YOUR GOAL:
Which lines in the rows below contain the string "shorts", with case counting? Show each of those lines.

INPUT:
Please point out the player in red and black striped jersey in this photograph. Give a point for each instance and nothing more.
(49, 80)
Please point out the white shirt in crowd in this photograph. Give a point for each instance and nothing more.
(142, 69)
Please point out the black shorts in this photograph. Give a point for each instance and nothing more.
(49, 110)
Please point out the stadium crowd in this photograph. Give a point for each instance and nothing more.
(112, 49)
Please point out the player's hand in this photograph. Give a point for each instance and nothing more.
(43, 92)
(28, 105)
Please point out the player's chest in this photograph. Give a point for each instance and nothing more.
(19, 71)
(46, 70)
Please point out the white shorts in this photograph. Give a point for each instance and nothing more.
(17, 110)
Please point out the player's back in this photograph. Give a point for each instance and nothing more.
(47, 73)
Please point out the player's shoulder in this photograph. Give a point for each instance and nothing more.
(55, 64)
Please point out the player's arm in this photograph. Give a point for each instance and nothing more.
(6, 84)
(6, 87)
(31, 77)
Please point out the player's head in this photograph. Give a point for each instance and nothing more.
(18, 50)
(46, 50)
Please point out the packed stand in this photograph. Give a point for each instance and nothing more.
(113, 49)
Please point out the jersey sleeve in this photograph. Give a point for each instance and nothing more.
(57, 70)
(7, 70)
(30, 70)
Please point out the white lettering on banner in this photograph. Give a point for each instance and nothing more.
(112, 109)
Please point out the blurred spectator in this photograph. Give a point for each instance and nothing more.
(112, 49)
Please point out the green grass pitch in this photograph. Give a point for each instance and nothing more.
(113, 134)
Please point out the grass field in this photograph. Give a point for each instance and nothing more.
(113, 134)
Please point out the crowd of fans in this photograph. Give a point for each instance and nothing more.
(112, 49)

* * *

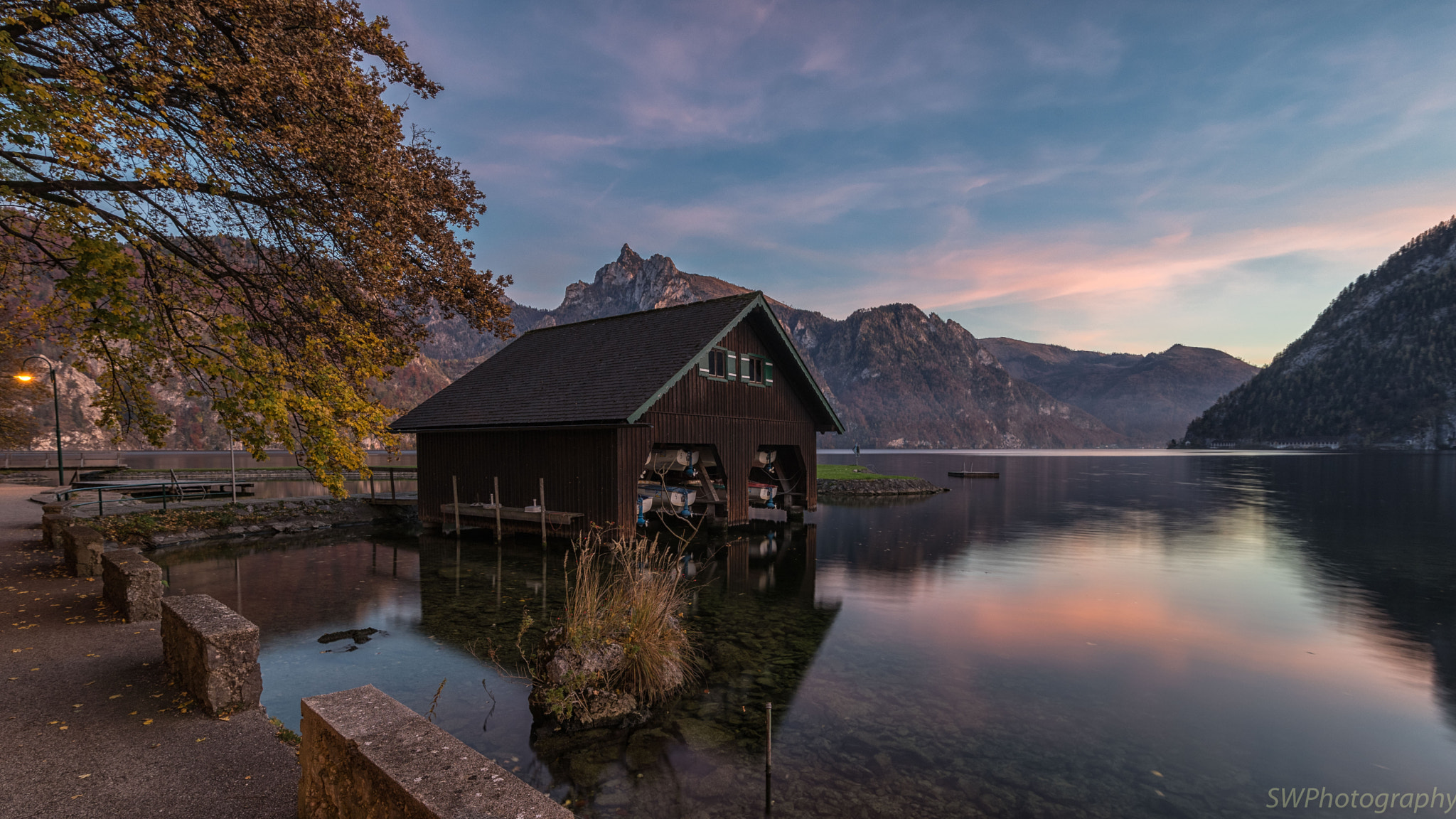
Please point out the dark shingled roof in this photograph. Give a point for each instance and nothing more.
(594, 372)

WORKED SOLUTION:
Please point out the black shorts in this photograph. Give a point for each instance and nothing more.
Please point out the white shorts in this photograph. Give a point for each instance and nothing more.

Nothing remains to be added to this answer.